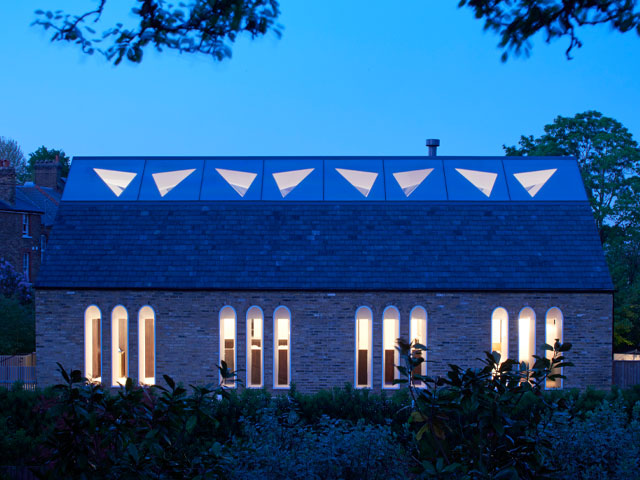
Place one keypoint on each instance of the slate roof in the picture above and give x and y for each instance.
(441, 246)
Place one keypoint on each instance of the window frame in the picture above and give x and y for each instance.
(369, 350)
(275, 371)
(142, 380)
(249, 349)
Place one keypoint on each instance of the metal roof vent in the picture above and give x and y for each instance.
(433, 144)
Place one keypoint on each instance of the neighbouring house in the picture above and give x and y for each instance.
(27, 213)
(305, 270)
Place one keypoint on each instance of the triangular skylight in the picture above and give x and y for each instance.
(534, 181)
(239, 181)
(412, 179)
(483, 181)
(167, 181)
(116, 180)
(362, 181)
(287, 181)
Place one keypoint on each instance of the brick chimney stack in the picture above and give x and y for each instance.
(46, 173)
(7, 182)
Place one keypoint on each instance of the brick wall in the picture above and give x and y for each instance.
(13, 245)
(322, 331)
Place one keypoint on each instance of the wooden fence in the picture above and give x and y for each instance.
(626, 373)
(18, 368)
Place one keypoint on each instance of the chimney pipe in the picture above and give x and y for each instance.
(433, 144)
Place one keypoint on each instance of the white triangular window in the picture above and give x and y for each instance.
(239, 181)
(534, 181)
(167, 181)
(287, 181)
(412, 179)
(362, 181)
(116, 180)
(483, 181)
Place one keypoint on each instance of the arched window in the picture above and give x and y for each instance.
(554, 322)
(500, 333)
(228, 341)
(526, 336)
(147, 346)
(282, 347)
(390, 356)
(419, 335)
(364, 320)
(255, 322)
(119, 346)
(93, 344)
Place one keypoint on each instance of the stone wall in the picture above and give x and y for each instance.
(322, 331)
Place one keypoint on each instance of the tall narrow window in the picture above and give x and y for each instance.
(282, 358)
(500, 333)
(228, 341)
(92, 344)
(526, 336)
(147, 346)
(255, 321)
(119, 346)
(419, 335)
(554, 322)
(390, 358)
(364, 320)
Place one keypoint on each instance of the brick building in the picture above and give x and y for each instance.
(305, 270)
(27, 213)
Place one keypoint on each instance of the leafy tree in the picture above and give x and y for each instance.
(210, 26)
(517, 21)
(609, 160)
(45, 154)
(201, 26)
(10, 150)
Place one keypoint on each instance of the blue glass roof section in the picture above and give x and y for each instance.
(544, 179)
(104, 179)
(172, 180)
(353, 179)
(421, 179)
(296, 179)
(232, 179)
(300, 179)
(476, 179)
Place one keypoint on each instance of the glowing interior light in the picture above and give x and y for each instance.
(239, 181)
(287, 181)
(483, 181)
(167, 181)
(412, 179)
(116, 180)
(362, 181)
(534, 181)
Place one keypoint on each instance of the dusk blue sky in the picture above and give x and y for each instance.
(349, 77)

────────

→ What this task involves:
Your answer must be an exact copy of the records above, with no pictures included.

→ Written answer:
Place one keypoint on each instance of the slate roof in the picture above and give x and y for each instance.
(441, 246)
Place one keypoint on each instance of the window frame in the picture above and give x and y for each instance.
(369, 350)
(275, 371)
(142, 380)
(249, 349)
Place one keypoint on each instance of the metal roof vent in the picture above and give x and y for each instance.
(433, 144)
Place one keypoint on each instance of the neighbouring house in the picture above and give x and y for each instance.
(27, 213)
(305, 270)
Place one keypoint on each instance of the triangular skylight in the picture above and give x and y for each instance.
(534, 181)
(239, 181)
(412, 179)
(483, 181)
(167, 181)
(116, 180)
(362, 181)
(287, 181)
Place one keypoint on each instance of the brick chimney stack in the picture above and give x and y for each instance.
(46, 173)
(7, 182)
Place one keypoint on each instance of the brick wall in the picture above and give x and y for each instance.
(13, 245)
(322, 331)
Place one keypoint on each instance of the wooden fence in the picture above and give x and y for each instance.
(626, 373)
(18, 368)
Place one keypoint on each instance of the chimney pipe in the picture above and give x and y for each instance.
(433, 144)
Place one keypoint on each instance of the white triangular window in the picture above and give x and y for each instance.
(239, 181)
(534, 181)
(167, 181)
(287, 181)
(412, 179)
(362, 181)
(116, 180)
(483, 181)
Place one keypoint on each instance of the arched window in the picture above and give x and y for each instance.
(554, 322)
(500, 333)
(228, 341)
(526, 336)
(147, 346)
(282, 347)
(390, 356)
(419, 335)
(364, 320)
(255, 322)
(119, 346)
(93, 344)
Place one keypoint on each instance of the stone wall in the picture above and give x and y for each instance.
(322, 331)
Place one keypoint on each instance of the tall narrow window in the picture above and give x and y for each instance.
(282, 358)
(500, 333)
(228, 341)
(92, 344)
(526, 336)
(147, 346)
(255, 321)
(119, 346)
(419, 335)
(554, 322)
(390, 358)
(364, 320)
Place one keypoint on each instance of the brick building in the picture above and give x and y for each instance.
(305, 270)
(27, 213)
Place one keypoint on each instance of the leafy tree in the picture above and give x and y for each instance.
(210, 26)
(517, 21)
(609, 160)
(45, 154)
(201, 26)
(10, 150)
Place one keypoint on each instance of the blue glass roof section in the picture above and give x and y for each instance.
(544, 179)
(104, 179)
(172, 180)
(353, 179)
(421, 179)
(296, 179)
(232, 179)
(300, 179)
(476, 179)
Place one keypoint on each instance of the glowing interior light in the picture above and give x and y for each instance.
(239, 181)
(287, 181)
(483, 181)
(167, 181)
(412, 179)
(116, 180)
(362, 181)
(534, 181)
Place one keypoint on each instance of the dusk blue sky in the picture above and give x and y for each instance.
(349, 77)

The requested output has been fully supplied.